── Text passage

Okay now we're ready to train a model!

Let's create our Learner. We'll add our callbacks and train with MSE loss.

We specify the number of timesteps and the minimum and maximum variance for the DDPM model.

In [ ]:

lr = 4e-3
epochs = 5
tmax = epochs * len(dls.train)
sched = partial(lr_scheduler.OneCycleLR, max_lr=lr, total_steps=tmax)
ddpm_cb = DDPMCB(n_steps=1000, beta_min=0.0001, beta_max=0.02)
cbs = [ddpm_cb, DeviceCB(), ProgressCB(plot=True), MetricsCB(), BatchSchedCB(sched)]
learn = Learner(model, dls, nn.MSELoss(), lr=lr, cbs=cbs, opt_func=optim.Adam)

Now let's run the fit function:

In [ ]:

learn.fit(epochs)

loss	epoch	train
0.059	0	train
0.024	0	eval
0.021	1	train
0.020	1	eval
0.019	2	train
0.017	2	eval
0.017	3	train
0.017	3	eval
0.016	4	train
0.016	4	eval

In [ ]:

mdl_path = Path('models')

────

» **Task directions**: Can you copy out the DDPM training excerpt above in full, word for word?

── Provided information

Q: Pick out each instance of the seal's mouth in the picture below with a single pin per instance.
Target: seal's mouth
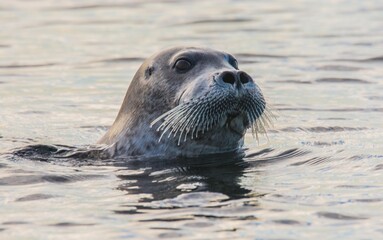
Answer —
(211, 112)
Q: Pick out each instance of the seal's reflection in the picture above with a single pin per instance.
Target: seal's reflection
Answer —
(163, 179)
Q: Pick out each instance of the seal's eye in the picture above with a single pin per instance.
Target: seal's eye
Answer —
(233, 62)
(183, 65)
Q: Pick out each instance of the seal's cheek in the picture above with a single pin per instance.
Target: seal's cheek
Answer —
(195, 89)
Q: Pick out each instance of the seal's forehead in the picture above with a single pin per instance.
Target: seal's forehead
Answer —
(197, 53)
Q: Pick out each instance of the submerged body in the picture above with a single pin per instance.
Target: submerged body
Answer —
(186, 102)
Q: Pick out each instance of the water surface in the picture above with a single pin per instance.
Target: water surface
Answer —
(64, 70)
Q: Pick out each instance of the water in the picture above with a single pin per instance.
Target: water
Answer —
(64, 70)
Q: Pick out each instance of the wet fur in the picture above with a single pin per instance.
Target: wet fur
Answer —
(170, 114)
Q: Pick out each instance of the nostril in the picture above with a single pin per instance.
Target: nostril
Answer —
(244, 78)
(228, 77)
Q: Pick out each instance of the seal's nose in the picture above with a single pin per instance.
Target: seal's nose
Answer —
(235, 78)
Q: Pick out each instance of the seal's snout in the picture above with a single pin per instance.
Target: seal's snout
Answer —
(233, 78)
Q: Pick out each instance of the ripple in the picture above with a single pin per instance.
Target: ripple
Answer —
(33, 197)
(311, 161)
(119, 60)
(333, 109)
(29, 65)
(34, 179)
(321, 129)
(71, 224)
(292, 81)
(213, 21)
(287, 222)
(342, 80)
(338, 216)
(339, 68)
(15, 223)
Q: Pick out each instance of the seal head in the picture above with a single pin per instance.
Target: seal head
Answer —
(186, 102)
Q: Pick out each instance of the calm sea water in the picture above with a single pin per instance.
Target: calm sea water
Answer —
(65, 67)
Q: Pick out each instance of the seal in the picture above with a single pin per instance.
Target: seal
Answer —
(187, 102)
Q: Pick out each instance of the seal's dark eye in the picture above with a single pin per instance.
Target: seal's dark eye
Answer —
(183, 65)
(233, 62)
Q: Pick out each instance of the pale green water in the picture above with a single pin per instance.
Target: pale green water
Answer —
(64, 70)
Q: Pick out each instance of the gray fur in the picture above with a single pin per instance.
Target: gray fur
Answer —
(173, 114)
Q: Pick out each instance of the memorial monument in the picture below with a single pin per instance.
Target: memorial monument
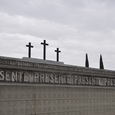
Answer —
(31, 86)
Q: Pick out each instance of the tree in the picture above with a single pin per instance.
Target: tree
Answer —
(101, 62)
(86, 61)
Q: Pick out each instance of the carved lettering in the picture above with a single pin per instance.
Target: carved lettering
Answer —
(1, 75)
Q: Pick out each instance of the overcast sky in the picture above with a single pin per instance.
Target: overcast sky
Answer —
(77, 27)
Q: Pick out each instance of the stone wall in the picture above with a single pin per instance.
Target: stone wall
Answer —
(20, 95)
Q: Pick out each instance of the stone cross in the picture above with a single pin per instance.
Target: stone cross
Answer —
(29, 49)
(44, 48)
(57, 54)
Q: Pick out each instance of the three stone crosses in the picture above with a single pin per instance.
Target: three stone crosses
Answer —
(44, 50)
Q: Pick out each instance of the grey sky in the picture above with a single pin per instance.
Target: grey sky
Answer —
(77, 27)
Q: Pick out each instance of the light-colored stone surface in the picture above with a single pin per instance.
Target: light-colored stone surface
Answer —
(36, 100)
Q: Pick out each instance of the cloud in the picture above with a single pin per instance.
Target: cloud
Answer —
(76, 27)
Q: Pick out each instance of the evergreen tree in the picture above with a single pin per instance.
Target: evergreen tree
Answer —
(86, 61)
(101, 62)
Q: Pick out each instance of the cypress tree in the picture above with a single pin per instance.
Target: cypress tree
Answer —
(101, 62)
(86, 61)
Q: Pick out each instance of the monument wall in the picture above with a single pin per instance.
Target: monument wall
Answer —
(29, 87)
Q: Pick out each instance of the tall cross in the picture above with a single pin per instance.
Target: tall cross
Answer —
(44, 48)
(29, 49)
(57, 54)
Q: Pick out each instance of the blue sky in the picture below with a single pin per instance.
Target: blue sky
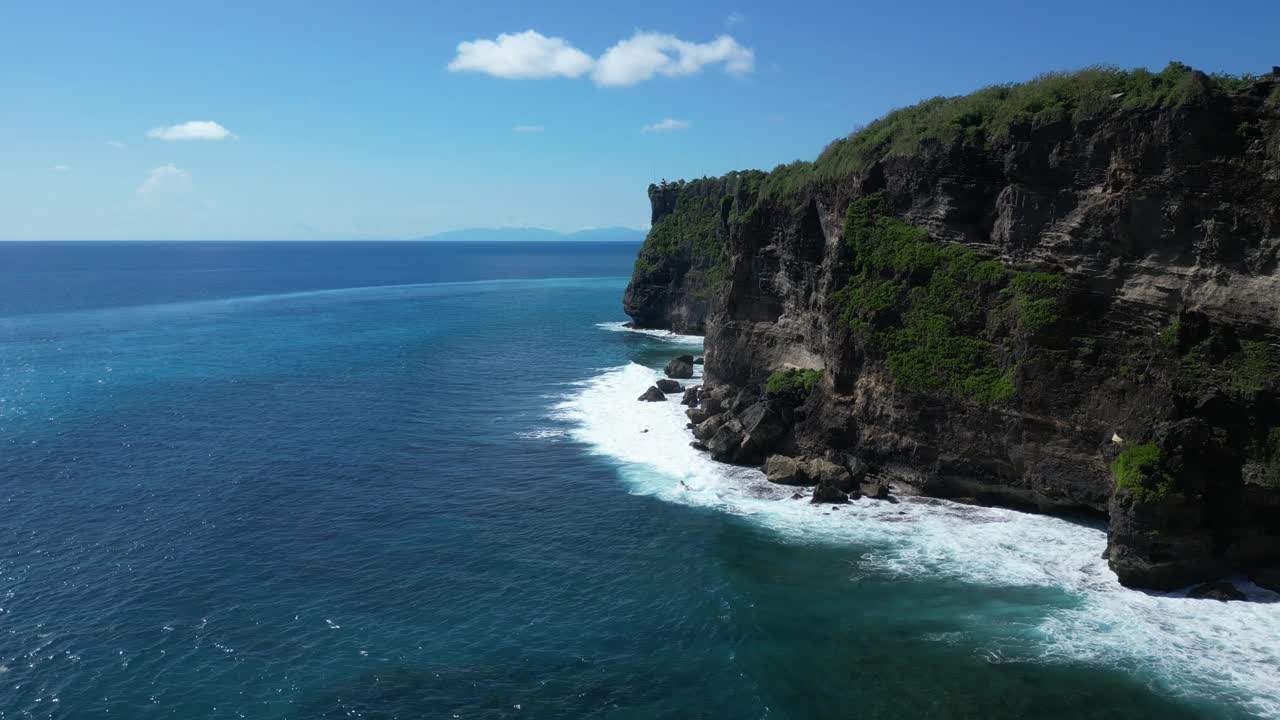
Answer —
(346, 121)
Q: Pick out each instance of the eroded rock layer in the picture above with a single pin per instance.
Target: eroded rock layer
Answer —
(1050, 296)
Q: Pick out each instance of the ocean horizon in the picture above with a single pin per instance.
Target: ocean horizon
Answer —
(414, 481)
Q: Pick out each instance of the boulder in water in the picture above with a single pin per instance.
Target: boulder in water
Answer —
(668, 386)
(653, 395)
(708, 428)
(727, 442)
(828, 493)
(873, 487)
(827, 473)
(680, 367)
(786, 470)
(1221, 591)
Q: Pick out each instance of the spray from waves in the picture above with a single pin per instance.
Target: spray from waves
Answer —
(1200, 647)
(662, 335)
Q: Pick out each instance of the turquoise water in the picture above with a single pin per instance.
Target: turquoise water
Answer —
(371, 481)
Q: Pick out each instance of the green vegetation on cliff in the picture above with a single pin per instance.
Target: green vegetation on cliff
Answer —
(792, 378)
(695, 223)
(1137, 469)
(996, 113)
(937, 310)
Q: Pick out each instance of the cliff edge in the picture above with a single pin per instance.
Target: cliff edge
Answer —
(1057, 295)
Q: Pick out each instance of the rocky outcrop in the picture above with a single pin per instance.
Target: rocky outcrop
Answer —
(668, 386)
(681, 258)
(680, 367)
(652, 395)
(1056, 305)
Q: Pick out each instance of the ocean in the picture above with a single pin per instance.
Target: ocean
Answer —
(376, 479)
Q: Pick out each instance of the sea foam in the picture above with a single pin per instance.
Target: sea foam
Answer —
(1200, 647)
(658, 333)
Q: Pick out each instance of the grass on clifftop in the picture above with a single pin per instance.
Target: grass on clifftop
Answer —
(992, 113)
(700, 208)
(935, 309)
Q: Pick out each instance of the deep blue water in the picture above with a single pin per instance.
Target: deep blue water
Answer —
(393, 481)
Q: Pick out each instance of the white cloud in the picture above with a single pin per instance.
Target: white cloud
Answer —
(641, 57)
(667, 124)
(521, 55)
(645, 54)
(192, 130)
(164, 181)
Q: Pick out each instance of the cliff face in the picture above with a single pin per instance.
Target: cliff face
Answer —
(1078, 311)
(684, 256)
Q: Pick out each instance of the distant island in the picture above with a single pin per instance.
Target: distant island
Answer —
(540, 235)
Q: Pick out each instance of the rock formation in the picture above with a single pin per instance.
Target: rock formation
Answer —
(1060, 295)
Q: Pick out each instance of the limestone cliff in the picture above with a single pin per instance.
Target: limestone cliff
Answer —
(1057, 295)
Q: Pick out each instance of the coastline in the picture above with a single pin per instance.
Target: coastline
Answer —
(1194, 646)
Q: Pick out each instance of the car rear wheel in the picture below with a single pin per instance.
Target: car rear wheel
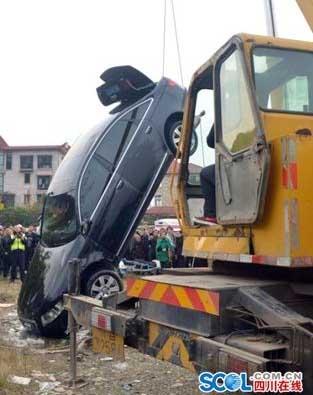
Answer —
(103, 283)
(173, 136)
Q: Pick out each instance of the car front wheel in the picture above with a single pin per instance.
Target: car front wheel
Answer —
(103, 283)
(173, 135)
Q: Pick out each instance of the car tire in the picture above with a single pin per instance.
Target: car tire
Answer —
(56, 329)
(103, 282)
(173, 134)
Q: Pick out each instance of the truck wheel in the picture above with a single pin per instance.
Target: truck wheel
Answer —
(173, 135)
(103, 282)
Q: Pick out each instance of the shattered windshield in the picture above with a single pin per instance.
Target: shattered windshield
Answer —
(59, 224)
(283, 79)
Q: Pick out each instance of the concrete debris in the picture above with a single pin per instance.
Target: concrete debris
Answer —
(127, 387)
(121, 365)
(106, 359)
(6, 305)
(48, 386)
(19, 380)
(176, 385)
(35, 341)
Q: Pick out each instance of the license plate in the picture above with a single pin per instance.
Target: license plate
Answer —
(101, 320)
(108, 343)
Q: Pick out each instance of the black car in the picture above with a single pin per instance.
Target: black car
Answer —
(100, 193)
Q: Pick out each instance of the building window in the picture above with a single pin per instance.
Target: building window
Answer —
(44, 161)
(43, 182)
(27, 178)
(27, 199)
(1, 160)
(158, 200)
(26, 162)
(8, 199)
(194, 179)
(9, 161)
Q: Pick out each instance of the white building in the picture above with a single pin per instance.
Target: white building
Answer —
(26, 171)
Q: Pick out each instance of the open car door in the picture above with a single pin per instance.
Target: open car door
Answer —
(241, 152)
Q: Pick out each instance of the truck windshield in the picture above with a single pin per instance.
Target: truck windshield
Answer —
(283, 79)
(59, 224)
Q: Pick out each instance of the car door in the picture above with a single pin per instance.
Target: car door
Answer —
(242, 155)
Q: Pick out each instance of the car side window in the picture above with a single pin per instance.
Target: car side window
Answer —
(105, 159)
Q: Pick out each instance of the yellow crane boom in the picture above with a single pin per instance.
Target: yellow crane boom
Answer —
(306, 7)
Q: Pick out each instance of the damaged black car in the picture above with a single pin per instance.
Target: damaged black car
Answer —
(99, 194)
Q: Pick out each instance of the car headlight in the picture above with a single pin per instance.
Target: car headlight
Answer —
(52, 314)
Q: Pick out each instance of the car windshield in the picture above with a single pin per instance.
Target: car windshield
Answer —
(283, 79)
(59, 224)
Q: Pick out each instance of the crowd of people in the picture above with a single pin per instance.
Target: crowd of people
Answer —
(164, 245)
(17, 246)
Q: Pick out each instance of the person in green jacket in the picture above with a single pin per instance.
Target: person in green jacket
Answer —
(163, 248)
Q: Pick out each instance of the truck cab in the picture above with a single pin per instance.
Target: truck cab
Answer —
(257, 93)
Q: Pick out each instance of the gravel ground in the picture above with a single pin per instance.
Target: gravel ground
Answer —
(46, 364)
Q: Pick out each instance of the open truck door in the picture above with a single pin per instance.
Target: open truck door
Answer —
(222, 89)
(241, 152)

────

» **Response below**:
Okay now we're ready to train a model!

Let's create our Learner. We'll add our callbacks and train with MSE loss.

We specify the number of timesteps and the minimum and maximum variance for the DDPM model.

In [ ]:

lr = 4e-3
epochs = 5
tmax = epochs * len(dls.train)
sched = partial(lr_scheduler.OneCycleLR, max_lr=lr, total_steps=tmax)
ddpm_cb = DDPMCB(n_steps=1000, beta_min=0.0001, beta_max=0.02)
cbs = [ddpm_cb, DeviceCB(), ProgressCB(plot=True), MetricsCB(), BatchSchedCB(sched)]
learn = Learner(model, dls, nn.MSELoss(), lr=lr, cbs=cbs, opt_func=optim.Adam)

Now let's run the fit function:

In [ ]:

learn.fit(epochs)

loss	epoch	train
0.059	0	train
0.024	0	eval
0.021	1	train
0.020	1	eval
0.019	2	train
0.017	2	eval
0.017	3	train
0.017	3	eval
0.016	4	train
0.016	4	eval

In [ ]:

mdl_path = Path('models')